▶ The task
Please copy exactly the lines that begin with the one containing "Would you mind marking the green foliage" and end with the last line of the entries.

(Data records)
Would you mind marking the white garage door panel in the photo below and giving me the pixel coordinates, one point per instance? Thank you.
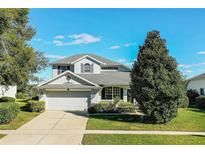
(67, 100)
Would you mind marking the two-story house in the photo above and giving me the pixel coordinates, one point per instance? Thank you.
(80, 80)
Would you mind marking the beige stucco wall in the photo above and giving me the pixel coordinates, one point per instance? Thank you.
(10, 92)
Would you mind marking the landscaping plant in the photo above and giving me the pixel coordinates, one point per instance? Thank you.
(200, 102)
(8, 111)
(7, 99)
(156, 84)
(116, 99)
(125, 107)
(35, 106)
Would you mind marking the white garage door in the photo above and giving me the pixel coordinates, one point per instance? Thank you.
(67, 100)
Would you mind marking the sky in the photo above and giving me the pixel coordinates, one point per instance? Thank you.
(117, 33)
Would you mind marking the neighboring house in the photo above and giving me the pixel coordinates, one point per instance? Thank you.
(80, 80)
(197, 83)
(9, 91)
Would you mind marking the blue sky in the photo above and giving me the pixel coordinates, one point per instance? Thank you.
(117, 33)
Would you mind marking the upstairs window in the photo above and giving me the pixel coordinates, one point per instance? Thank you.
(87, 68)
(62, 69)
(109, 68)
(109, 93)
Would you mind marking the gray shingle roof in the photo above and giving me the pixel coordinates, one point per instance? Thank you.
(198, 77)
(108, 78)
(66, 85)
(73, 58)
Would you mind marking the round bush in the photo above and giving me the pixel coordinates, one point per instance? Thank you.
(7, 99)
(125, 107)
(116, 99)
(35, 106)
(8, 111)
(200, 102)
(21, 95)
(93, 108)
(106, 107)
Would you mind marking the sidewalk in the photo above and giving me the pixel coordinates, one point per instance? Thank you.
(143, 132)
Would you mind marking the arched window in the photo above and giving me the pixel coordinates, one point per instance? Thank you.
(87, 67)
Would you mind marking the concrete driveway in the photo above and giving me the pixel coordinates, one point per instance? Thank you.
(51, 127)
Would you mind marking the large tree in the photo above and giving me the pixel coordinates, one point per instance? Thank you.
(156, 83)
(19, 61)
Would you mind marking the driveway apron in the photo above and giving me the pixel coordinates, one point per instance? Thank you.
(50, 128)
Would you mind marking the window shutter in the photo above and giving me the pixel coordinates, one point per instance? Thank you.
(91, 68)
(59, 69)
(121, 93)
(82, 68)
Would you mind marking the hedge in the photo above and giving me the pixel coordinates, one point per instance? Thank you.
(125, 107)
(7, 99)
(35, 106)
(200, 102)
(8, 111)
(21, 95)
(109, 107)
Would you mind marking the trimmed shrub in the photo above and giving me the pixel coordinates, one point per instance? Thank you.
(35, 98)
(200, 102)
(7, 99)
(116, 99)
(21, 95)
(93, 108)
(35, 106)
(125, 107)
(192, 95)
(184, 102)
(8, 111)
(106, 107)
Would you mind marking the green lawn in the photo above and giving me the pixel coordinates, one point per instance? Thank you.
(190, 119)
(22, 118)
(134, 139)
(2, 135)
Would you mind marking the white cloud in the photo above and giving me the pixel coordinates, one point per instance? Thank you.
(58, 43)
(114, 47)
(129, 44)
(59, 37)
(129, 63)
(38, 39)
(191, 65)
(55, 56)
(122, 60)
(79, 39)
(84, 38)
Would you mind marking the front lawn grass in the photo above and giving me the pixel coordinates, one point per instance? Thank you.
(22, 117)
(141, 139)
(190, 119)
(2, 135)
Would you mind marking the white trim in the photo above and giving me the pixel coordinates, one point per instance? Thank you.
(88, 57)
(56, 77)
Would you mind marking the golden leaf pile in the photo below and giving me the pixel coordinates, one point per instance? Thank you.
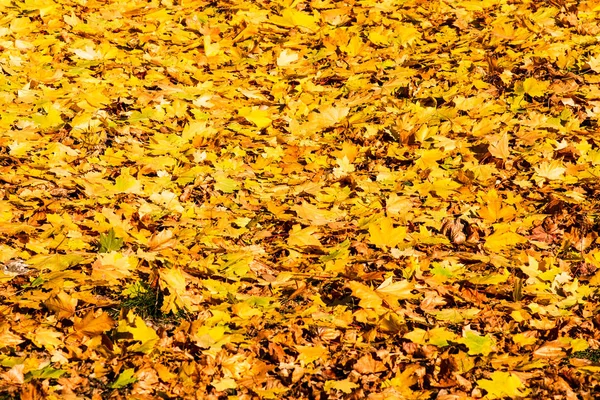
(310, 199)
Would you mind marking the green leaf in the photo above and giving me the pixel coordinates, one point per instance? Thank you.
(127, 377)
(109, 242)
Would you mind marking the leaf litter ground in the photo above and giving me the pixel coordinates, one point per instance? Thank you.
(321, 200)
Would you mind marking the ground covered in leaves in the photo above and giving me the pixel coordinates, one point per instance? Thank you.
(307, 199)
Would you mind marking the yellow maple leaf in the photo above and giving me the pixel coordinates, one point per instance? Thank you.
(368, 297)
(393, 291)
(259, 117)
(535, 88)
(62, 304)
(345, 386)
(286, 58)
(313, 215)
(502, 385)
(499, 147)
(492, 209)
(383, 234)
(112, 267)
(310, 354)
(93, 324)
(144, 335)
(499, 240)
(303, 237)
(552, 170)
(178, 297)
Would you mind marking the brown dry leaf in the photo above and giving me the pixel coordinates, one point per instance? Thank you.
(368, 365)
(94, 323)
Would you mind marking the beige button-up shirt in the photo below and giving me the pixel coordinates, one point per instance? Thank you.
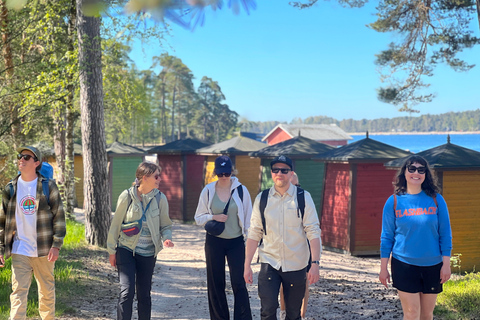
(285, 244)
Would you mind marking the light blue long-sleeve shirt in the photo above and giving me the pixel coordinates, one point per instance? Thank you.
(417, 232)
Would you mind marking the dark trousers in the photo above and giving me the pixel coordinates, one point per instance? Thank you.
(294, 283)
(216, 249)
(134, 271)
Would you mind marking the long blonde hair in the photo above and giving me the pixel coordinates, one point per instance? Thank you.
(145, 168)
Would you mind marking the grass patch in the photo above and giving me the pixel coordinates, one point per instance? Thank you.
(460, 298)
(69, 271)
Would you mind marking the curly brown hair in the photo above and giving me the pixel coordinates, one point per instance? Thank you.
(429, 186)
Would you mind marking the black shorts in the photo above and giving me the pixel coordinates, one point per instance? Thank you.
(414, 279)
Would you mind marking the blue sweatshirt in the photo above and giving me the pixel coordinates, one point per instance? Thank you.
(417, 233)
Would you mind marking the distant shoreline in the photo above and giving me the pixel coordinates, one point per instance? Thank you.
(410, 133)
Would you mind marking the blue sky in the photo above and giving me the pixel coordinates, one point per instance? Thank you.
(279, 63)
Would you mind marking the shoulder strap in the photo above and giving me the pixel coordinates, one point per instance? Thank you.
(240, 192)
(46, 190)
(263, 205)
(301, 201)
(129, 201)
(395, 201)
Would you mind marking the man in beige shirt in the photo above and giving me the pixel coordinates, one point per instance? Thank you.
(284, 251)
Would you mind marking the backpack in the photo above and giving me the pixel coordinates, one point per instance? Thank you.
(46, 171)
(45, 189)
(239, 190)
(263, 205)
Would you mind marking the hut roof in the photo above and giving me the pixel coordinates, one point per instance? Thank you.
(365, 149)
(447, 155)
(237, 145)
(122, 148)
(179, 146)
(316, 132)
(297, 147)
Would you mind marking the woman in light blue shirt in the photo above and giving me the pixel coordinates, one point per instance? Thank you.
(416, 232)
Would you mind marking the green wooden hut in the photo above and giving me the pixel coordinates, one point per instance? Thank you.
(458, 172)
(123, 161)
(237, 149)
(301, 150)
(182, 176)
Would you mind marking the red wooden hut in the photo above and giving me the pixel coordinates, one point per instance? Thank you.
(458, 172)
(182, 176)
(310, 173)
(357, 185)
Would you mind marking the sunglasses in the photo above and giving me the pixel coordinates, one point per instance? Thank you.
(225, 174)
(284, 171)
(412, 169)
(26, 157)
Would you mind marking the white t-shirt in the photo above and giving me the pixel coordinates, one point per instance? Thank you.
(25, 240)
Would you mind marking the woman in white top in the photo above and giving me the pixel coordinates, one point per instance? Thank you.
(225, 209)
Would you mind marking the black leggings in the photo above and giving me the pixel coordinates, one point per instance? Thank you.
(216, 249)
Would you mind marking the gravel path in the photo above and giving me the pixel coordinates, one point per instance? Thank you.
(348, 287)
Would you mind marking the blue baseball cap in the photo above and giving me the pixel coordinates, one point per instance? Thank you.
(223, 164)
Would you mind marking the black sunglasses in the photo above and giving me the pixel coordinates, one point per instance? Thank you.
(282, 170)
(26, 157)
(412, 169)
(225, 174)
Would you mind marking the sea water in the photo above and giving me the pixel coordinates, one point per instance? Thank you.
(421, 142)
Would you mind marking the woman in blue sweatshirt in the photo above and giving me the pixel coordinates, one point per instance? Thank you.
(416, 232)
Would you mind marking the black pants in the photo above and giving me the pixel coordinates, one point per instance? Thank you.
(134, 271)
(216, 249)
(294, 283)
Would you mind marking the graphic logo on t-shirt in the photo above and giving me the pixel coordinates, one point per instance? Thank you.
(27, 205)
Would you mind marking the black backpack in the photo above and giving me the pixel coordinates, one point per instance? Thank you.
(263, 205)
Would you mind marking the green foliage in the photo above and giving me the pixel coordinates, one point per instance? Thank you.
(459, 299)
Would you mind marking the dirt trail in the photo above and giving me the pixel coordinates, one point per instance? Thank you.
(348, 287)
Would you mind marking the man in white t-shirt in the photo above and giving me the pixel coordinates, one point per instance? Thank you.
(32, 229)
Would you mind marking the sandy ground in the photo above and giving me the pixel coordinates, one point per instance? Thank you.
(348, 287)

▶ Final answer
Would you mind marking the green foliage in the photo above and giving me the pixel coordinates, one point per instance? Thank you.
(459, 299)
Would you mind marking the dirt trail in the photo above and giving me the pixel coordinates, one point per instance? Thank you.
(348, 287)
Would you mind marking the man in white t-shirt in the photo above and giving me the pixel coordinates, one point per instance? Thank you.
(32, 229)
Would you mind marking the sandy ground in the photo above and giving me the pixel coordinates, one point per instance? Thank you.
(348, 287)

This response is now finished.